OWASP defines an IDOR as "an access control vulnerability that occurs when an application uses user-supplied input to access objects directly… without verifying the user is authorized for the target object" (OWASP Top 10 2021 – A01: Broken Access Control). But in this case, access to highly privileged internal functionality was granted simply by logging in with default credentials, no authorization bypass was needed because authentication was effectively absent.

This aligns more closely with CWE-1390: "Use of Default Credentials" and CWE-306: "Missing Authentication for Critical Function." The attacker was able to log in as a privileged user due to trivial credentials, and the lack of multi-factor authentication (MFA) further compounded the issue. Had MFA been implemented, or default credentials disabled, the ID enumeration would have been irrelevant. That makes it clear the real vulnerability lies in the authentication mechanism and not in how object references were structured.

justusthane•7mo ago
> Had MFA been implemented, or default credentials disabled, the ID enumeration would have been irrelevant

Not really? The vulnerability might not have been discovered if that was the case, but it doesn’t change the fact that anyone who has access to the system can gain access to all of the data in the system, right?

● STORED DATA:
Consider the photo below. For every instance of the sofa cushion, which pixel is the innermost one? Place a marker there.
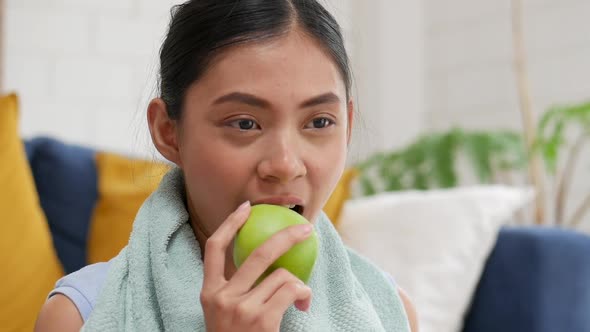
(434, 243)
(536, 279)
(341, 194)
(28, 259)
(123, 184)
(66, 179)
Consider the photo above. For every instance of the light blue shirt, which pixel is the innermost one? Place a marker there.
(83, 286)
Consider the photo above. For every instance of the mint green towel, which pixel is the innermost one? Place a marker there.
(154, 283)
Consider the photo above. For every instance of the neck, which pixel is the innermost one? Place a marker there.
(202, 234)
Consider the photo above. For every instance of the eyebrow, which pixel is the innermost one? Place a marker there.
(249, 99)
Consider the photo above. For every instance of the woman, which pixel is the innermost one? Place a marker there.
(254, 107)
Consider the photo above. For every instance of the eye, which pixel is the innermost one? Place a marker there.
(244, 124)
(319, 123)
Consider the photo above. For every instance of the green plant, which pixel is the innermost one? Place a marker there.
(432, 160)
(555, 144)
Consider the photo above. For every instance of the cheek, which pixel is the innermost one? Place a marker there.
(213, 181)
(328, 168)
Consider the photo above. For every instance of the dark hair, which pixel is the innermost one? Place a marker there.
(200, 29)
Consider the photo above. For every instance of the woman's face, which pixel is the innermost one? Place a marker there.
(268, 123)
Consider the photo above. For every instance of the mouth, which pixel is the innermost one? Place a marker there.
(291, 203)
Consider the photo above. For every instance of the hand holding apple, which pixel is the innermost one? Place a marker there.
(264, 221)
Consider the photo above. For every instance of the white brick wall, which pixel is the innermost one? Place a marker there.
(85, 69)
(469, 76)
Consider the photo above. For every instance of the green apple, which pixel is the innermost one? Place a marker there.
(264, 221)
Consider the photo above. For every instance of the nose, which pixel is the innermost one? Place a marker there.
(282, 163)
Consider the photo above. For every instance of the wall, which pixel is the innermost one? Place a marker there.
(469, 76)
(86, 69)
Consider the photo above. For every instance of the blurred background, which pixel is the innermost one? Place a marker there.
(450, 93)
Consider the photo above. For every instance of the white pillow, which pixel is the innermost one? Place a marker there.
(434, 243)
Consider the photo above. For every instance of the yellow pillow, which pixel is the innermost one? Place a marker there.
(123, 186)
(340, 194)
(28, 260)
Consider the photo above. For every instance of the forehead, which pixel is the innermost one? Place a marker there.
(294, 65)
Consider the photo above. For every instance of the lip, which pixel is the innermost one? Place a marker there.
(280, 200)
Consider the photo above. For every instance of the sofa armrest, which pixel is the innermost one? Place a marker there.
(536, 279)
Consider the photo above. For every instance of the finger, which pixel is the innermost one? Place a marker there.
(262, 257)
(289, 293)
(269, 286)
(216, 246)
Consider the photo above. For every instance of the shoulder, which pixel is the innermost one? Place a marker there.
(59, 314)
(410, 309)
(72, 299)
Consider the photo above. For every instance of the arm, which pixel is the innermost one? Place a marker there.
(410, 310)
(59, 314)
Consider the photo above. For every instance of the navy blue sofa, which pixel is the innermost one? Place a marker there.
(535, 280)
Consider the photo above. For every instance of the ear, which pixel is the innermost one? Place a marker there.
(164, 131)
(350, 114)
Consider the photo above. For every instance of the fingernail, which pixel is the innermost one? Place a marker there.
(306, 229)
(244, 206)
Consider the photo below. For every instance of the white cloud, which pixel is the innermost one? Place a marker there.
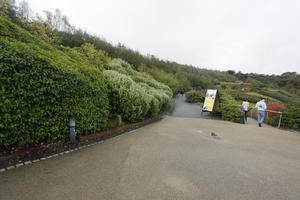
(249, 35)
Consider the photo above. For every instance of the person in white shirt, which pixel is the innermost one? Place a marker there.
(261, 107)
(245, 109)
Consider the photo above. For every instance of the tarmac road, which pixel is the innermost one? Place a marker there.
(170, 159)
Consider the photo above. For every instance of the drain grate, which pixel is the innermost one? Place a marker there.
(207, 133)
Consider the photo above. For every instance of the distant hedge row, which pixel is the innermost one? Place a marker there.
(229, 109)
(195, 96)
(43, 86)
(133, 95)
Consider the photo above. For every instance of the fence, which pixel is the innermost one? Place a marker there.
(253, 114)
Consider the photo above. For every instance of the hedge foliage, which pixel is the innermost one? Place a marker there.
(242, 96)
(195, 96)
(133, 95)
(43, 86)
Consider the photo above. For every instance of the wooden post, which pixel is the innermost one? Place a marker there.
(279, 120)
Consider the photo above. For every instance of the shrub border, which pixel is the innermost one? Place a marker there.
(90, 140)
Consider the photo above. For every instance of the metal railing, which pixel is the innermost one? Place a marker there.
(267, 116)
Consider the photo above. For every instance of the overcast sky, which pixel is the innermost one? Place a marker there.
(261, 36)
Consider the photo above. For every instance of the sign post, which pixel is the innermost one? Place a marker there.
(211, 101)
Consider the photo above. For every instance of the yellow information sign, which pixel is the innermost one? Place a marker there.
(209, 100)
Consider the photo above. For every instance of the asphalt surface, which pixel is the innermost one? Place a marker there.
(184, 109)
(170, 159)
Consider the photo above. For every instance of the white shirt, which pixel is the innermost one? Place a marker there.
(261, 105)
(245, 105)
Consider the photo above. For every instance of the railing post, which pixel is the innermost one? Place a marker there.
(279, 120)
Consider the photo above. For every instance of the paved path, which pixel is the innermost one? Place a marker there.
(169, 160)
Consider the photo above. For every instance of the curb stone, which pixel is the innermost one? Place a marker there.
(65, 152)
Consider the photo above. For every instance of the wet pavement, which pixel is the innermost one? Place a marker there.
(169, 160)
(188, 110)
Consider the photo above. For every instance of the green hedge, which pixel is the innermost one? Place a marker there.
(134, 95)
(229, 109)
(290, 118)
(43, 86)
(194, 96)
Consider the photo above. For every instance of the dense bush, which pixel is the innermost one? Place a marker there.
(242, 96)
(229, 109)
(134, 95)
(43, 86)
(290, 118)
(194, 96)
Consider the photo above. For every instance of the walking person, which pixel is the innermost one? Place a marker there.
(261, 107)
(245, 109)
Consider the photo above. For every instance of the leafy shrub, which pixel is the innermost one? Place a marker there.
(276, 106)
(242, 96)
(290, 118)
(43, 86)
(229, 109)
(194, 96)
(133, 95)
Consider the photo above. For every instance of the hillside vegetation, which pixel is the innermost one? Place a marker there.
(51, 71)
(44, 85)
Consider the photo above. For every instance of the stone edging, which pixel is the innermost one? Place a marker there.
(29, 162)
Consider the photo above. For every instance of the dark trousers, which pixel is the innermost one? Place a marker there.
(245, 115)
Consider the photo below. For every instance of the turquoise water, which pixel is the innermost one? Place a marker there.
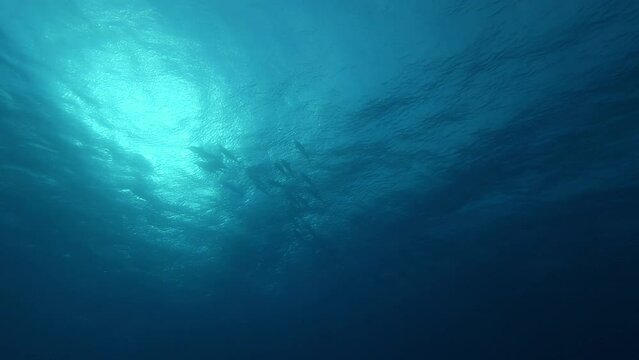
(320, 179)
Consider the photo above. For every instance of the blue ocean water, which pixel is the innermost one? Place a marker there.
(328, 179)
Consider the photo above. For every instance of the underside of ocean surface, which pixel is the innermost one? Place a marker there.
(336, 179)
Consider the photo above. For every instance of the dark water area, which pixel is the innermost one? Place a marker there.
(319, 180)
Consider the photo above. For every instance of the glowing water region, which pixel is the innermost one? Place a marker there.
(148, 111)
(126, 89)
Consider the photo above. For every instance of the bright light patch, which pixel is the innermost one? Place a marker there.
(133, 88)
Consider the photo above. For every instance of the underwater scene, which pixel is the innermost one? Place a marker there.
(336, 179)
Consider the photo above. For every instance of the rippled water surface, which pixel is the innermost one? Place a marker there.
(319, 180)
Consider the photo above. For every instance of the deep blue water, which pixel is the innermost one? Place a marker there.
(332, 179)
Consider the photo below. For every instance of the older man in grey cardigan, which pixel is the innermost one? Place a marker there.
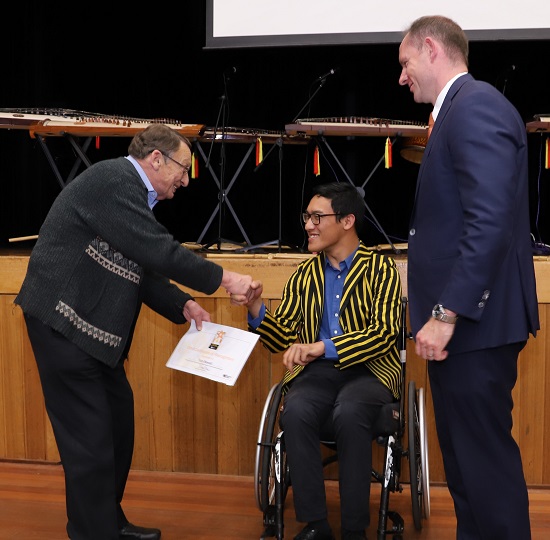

● DIRECTION 1: In the IDOR discussion, which two CWE entries does the writer say the case aligns with more closely?
● DIRECTION 2: Please continue the IDOR discussion, picking up right after its last line.

● OUTPUT 1: CWE-1390: "Use of Default Credentials" and CWE-306: "Missing Authentication for Critical Function."

● OUTPUT 2:
Daviey•6mo ago
Perhaps I misunderstood, but I read it that the account they got access to was a highly privileged account, which did have general access to all data.

The report didn't make it clear to me if an unauthorised user, or an account with low privilege can still access data they otherwise should not have access to.

If this is true, then I agree it is an IDOR, but I read it as they had access because of their current context.

justusthane•6mo ago
> It turned out we had become the administrator of a test restaurant inside the McHire system.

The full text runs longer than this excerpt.